» **Requirement**
Every record must be copied exactly.

» **Data provided**
▽

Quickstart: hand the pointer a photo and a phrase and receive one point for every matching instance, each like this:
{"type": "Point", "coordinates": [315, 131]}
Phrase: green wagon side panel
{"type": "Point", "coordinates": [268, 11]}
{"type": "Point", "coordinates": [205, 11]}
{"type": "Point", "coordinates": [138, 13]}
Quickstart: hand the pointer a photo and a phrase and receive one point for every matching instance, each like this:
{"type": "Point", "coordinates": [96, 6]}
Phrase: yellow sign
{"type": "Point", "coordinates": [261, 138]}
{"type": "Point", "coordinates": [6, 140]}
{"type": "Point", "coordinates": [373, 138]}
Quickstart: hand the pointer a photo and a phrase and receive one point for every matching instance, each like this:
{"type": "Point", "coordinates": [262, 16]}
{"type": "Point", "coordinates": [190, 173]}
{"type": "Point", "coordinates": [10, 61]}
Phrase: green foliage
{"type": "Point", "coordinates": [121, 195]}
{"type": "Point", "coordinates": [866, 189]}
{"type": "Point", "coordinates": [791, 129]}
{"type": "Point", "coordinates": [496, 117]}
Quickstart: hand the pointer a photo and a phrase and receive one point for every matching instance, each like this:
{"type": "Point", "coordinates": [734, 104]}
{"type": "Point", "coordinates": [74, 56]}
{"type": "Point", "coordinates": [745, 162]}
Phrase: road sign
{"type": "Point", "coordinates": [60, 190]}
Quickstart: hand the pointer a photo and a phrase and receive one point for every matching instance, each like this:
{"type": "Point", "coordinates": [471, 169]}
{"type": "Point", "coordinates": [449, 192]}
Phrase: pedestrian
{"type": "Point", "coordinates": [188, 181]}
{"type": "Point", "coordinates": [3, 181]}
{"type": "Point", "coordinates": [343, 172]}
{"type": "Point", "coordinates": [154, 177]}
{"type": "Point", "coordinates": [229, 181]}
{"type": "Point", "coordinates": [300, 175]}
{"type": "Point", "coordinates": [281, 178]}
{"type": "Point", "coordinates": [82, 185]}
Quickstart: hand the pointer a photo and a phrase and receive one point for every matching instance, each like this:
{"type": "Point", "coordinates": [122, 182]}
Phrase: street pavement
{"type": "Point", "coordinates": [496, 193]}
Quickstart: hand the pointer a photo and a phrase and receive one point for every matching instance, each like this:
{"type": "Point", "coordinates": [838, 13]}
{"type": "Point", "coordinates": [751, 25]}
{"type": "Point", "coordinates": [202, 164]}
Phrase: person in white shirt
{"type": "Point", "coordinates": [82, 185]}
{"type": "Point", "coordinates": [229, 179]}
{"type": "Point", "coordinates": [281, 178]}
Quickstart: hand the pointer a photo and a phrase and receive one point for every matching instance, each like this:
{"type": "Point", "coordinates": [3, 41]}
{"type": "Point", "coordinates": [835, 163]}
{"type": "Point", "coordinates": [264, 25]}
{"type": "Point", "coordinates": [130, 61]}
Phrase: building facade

△

» **Response box**
Quickstart: hand the pointer a photo and a phrase and receive one point for every matching instance, each like this:
{"type": "Point", "coordinates": [315, 131]}
Phrase: green wagon side panel
{"type": "Point", "coordinates": [268, 11]}
{"type": "Point", "coordinates": [205, 11]}
{"type": "Point", "coordinates": [138, 13]}
Quickstart: hand the pointer a photo and a phrase and receive one point for every matching instance, each like this:
{"type": "Point", "coordinates": [96, 6]}
Phrase: yellow sign
{"type": "Point", "coordinates": [261, 138]}
{"type": "Point", "coordinates": [6, 140]}
{"type": "Point", "coordinates": [373, 138]}
Quickstart: hand the pointer a photo and a phrase and receive one point for every matching instance, each like this:
{"type": "Point", "coordinates": [262, 16]}
{"type": "Point", "coordinates": [190, 173]}
{"type": "Point", "coordinates": [10, 61]}
Phrase: green foliage
{"type": "Point", "coordinates": [121, 195]}
{"type": "Point", "coordinates": [866, 189]}
{"type": "Point", "coordinates": [791, 129]}
{"type": "Point", "coordinates": [496, 117]}
Quickstart: hand the pointer a photo and a phrase and receive one point for every matching instance, each like this:
{"type": "Point", "coordinates": [734, 104]}
{"type": "Point", "coordinates": [74, 56]}
{"type": "Point", "coordinates": [745, 162]}
Phrase: road sign
{"type": "Point", "coordinates": [60, 190]}
Quickstart: hand the pointer a photo and a phrase and receive one point for every matching instance, each like this:
{"type": "Point", "coordinates": [471, 169]}
{"type": "Point", "coordinates": [449, 192]}
Phrase: pedestrian
{"type": "Point", "coordinates": [188, 181]}
{"type": "Point", "coordinates": [3, 181]}
{"type": "Point", "coordinates": [343, 172]}
{"type": "Point", "coordinates": [154, 177]}
{"type": "Point", "coordinates": [229, 181]}
{"type": "Point", "coordinates": [300, 175]}
{"type": "Point", "coordinates": [281, 178]}
{"type": "Point", "coordinates": [82, 185]}
Quickstart: hand the pointer a photo and a phrase and receive one point for every matching instance, each like this:
{"type": "Point", "coordinates": [122, 182]}
Phrase: street pavement
{"type": "Point", "coordinates": [496, 193]}
Quickstart: hand the pointer a photo and a phrase and receive one point for every matching instance, each like this:
{"type": "Point", "coordinates": [838, 13]}
{"type": "Point", "coordinates": [751, 25]}
{"type": "Point", "coordinates": [202, 164]}
Phrase: person in white shirt
{"type": "Point", "coordinates": [82, 185]}
{"type": "Point", "coordinates": [229, 179]}
{"type": "Point", "coordinates": [281, 178]}
Quickstart: hand the pointer a photo and a phrase and receive one point for every matching instance, each like this:
{"type": "Point", "coordinates": [3, 41]}
{"type": "Point", "coordinates": [835, 163]}
{"type": "Point", "coordinates": [264, 25]}
{"type": "Point", "coordinates": [130, 61]}
Phrase: building facade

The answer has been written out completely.